* [TEXT PROVIDED]
◆ ◆ ◆ ◆ ◆ ◆ ◆

# BB Size and band width



## Blaze (Apr 6, 2019)

What size BB's to use?

I'm thinking this is probably broken down in to 3 good options?

The best size for hunting

The best size for targets

The best alrounder

Same question for bands?

Thinking of theraband, what is the best width of gold to use and for which application and what size BB.


----------



## Grandpa Grumpy (Apr 21, 2013)

This question is going to be hard to answer. Band width depends on the material (you specify theraband), draw length, ammo size and the distance you are shooting.

While some shooters are still using theraband, it has fallen out of favor with many. There seems to be material better suited for slingshots coming out of china.


----------



## Blaze (Apr 6, 2019)

Grandpa Grumpy said:


> This question is going to be hard to answer. Band width depends on the material (you specify theraband), draw length, ammo size and the distance you are shooting.
> 
> While some shooters are still using theraband, it has fallen out of favor with many. There seems to be material better suited for slingshots coming out of china.


Do you mean the GZK stuff?

I'm happy to experiment with all sorts. I had assumed the theraband gold was the stuff to use and gamekeeper john seems to favour it - so i'd assumed it was decent stuff.


----------



## raventree78 (Apr 20, 2016)

◆ ◆ ◆ ◆ ◆ ◆ ◆

* [WORK REQUEST 1] Rewrite the paragraph of the slingshot thread beginning "This question is going to be hard to answer" as a brief list.
* [WORK REQUEST 2] Extract the passage of the slingshot thread between "I'm thinking this" and "question for bands?", inclusive.
The entries are not needed for any work on the slingshot thread.

* [RECORDS]
◆ ◆ ◆ ◆ ◆ ◆ ◆

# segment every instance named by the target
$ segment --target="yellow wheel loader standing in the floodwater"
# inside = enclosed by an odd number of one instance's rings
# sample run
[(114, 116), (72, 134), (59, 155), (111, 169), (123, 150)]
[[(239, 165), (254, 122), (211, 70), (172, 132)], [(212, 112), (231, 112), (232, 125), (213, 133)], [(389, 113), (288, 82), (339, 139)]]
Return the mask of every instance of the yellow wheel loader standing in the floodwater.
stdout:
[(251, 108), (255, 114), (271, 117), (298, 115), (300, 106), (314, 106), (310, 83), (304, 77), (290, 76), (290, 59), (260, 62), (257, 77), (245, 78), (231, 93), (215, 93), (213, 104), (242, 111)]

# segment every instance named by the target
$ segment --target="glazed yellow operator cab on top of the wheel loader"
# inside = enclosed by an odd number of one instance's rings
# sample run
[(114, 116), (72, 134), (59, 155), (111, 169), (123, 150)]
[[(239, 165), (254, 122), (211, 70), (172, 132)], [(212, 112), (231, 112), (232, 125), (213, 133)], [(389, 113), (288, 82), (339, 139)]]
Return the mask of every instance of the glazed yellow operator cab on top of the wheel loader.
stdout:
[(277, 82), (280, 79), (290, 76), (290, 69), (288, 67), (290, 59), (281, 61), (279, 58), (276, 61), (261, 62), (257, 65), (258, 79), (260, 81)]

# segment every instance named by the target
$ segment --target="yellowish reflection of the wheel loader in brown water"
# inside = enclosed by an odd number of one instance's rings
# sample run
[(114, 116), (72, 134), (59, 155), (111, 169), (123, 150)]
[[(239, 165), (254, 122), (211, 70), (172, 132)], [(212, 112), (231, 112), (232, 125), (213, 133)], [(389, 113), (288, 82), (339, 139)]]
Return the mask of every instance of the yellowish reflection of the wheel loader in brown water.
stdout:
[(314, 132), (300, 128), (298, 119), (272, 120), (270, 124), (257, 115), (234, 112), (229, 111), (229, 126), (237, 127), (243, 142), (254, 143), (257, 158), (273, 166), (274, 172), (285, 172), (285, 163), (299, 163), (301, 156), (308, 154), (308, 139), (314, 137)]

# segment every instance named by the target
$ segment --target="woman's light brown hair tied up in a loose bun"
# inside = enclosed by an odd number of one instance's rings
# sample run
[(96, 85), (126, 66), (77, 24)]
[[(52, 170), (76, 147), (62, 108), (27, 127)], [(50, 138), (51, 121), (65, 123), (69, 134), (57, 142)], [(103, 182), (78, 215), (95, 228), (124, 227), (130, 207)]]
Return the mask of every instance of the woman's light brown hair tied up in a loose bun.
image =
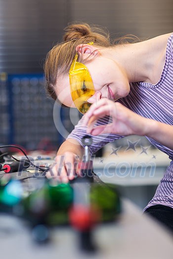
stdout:
[[(47, 53), (44, 63), (46, 92), (54, 100), (57, 99), (55, 85), (58, 80), (58, 76), (61, 74), (68, 74), (76, 54), (76, 47), (79, 44), (85, 44), (91, 41), (93, 41), (96, 46), (100, 47), (110, 47), (115, 44), (115, 42), (111, 43), (107, 30), (96, 26), (89, 26), (87, 23), (73, 23), (67, 26), (64, 30), (65, 34), (63, 42), (57, 43), (53, 46), (53, 48)], [(123, 39), (124, 43), (127, 43), (126, 39)], [(123, 42), (119, 43), (122, 44)]]

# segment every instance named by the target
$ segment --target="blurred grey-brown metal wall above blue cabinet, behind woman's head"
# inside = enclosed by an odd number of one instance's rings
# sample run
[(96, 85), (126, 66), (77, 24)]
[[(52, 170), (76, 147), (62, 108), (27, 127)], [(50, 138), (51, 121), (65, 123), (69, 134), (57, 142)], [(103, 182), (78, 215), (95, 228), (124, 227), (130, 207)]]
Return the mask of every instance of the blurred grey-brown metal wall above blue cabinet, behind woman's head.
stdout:
[(71, 21), (107, 27), (111, 36), (173, 31), (172, 0), (0, 0), (0, 72), (43, 71), (53, 42)]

◆ ◆ ◆ ◆ ◆ ◆ ◆

* [RESPONSE 1]
- The question is hard to answer.
- Band width depends on:
  - the material (theraband in this case)
  - draw length
  - ammo size
  - shooting distance

* [RESPONSE 2]
I'm thinking this is probably broken down in to 3 good options?

The best size for hunting

The best size for targets

The best alrounder

Same question for bands?